======== TEXT PASSAGE

As National Tree Week draws to a close, it is a timely reminder that we all need to be more conscious of the sustainability of our Christmas tree choices. Many of us will be thinking about decorating the house for December, and the climate crisis means that the choices we make over the festive season have never been more important.
Christmas trees are often the focal point of our home decorations and their importance stems back to pre-Christian traditions. Ancient civilisations brought evergreen trees and wreaths into the home to symbolise eternal life, and pagan Europeans commonly worshipped trees. These traditions survived the onset of Christianity, which quickly took up the tree as part of Christmas celebrations. In Britain the tradition was introduced by the royal family in the 19th century but it wasn’t until the 1920s that trees were available to most classes. Nowadays trees are remarkably affordable and we grow around eight million trees in Britain for the Christmas market every year.
Over the past 40 years or so we have experienced a number of Christmas tree trends. When I was a child in the 1980s most people bought real, cut trees. But during the 1990s and 2000s artificial trees grew in prominence as manufacturing and shipping costs reduced. Since then our awareness of climate change has increased and, for many who endeavour to make conscious choices, real trees, once again, seem to be the more sustainable option.
All trees have a carbon footprint, whether they’re fake or real. According to the Carbon Trust artificial trees have a higher carbon footprint – around 40kg of carbon dioxide equivalent (CO₂e), compared to a real tree that produces 3.5kg CO₂e – more than 10 times less. But the arguments for and against are more complex.
Despite fake trees having a higher carbon footprint, they have one advantage – they are reusable. This means you don’t have to pay for a tree every year and if you reuse your artificial tree at least 7-20 times (depending on its size) it is better for the environment than buying a new, commercially grown, tree every year.
However, your artificial tree is made of plastic, which creates emissions when it is manufactured, is often shipped from countries such as China, and is not biodegradable or recyclable. Considering the ever-changing nature of trends when it comes to Christmas trees and decorations, how common is it for one family to use the same tree for up to 20 years? Approximately one million artificial trees end up in landfill every year simply because they are no longer ‘fashionable’.

================

CHALLENGE A
According to the Christmas tree text, why did artificial trees become more common during the 1990s and 2000s? Answer in one to three sentences.

======== EXERCISE INPUT

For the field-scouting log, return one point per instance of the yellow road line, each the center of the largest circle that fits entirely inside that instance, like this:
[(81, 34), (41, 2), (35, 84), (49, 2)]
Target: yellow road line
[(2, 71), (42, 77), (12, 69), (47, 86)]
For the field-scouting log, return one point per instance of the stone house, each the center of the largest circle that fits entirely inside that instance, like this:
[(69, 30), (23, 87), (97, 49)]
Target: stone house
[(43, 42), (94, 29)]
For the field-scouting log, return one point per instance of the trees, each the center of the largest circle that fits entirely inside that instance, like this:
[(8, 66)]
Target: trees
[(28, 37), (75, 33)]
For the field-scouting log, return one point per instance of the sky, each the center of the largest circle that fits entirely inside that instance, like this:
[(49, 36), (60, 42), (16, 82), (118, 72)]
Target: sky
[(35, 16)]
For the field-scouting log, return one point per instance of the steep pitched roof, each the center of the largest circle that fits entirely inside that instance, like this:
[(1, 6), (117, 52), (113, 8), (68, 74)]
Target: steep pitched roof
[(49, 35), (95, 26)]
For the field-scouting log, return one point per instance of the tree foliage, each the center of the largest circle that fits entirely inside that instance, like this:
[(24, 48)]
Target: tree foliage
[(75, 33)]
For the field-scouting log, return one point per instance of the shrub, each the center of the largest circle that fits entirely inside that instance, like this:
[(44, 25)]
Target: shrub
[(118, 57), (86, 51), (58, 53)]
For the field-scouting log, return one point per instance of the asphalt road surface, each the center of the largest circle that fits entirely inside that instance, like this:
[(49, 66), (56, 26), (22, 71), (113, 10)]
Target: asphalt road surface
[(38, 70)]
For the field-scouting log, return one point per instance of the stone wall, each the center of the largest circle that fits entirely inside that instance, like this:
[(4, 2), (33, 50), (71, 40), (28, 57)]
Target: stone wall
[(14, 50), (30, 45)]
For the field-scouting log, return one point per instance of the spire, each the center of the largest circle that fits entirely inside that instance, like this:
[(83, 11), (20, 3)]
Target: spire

================

CHALLENGE B
Write out the records from the line containing "stone wall, each" through the end of the records, keeping every line unchanged.

CORRECT RESULT A
Artificial trees grew in prominence during the 1990s and 2000s because the costs of manufacturing and shipping them went down.

CORRECT RESULT B
For the field-scouting log, return one point per instance of the stone wall, each the center of the largest circle that fits entirely inside that instance, like this:
[(4, 2), (33, 50), (71, 40), (28, 57)]
Target: stone wall
[(14, 50), (30, 45)]
For the field-scouting log, return one point per instance of the spire, each the center of the largest circle that fits entirely inside that instance, like this:
[(83, 11), (20, 3)]
Target: spire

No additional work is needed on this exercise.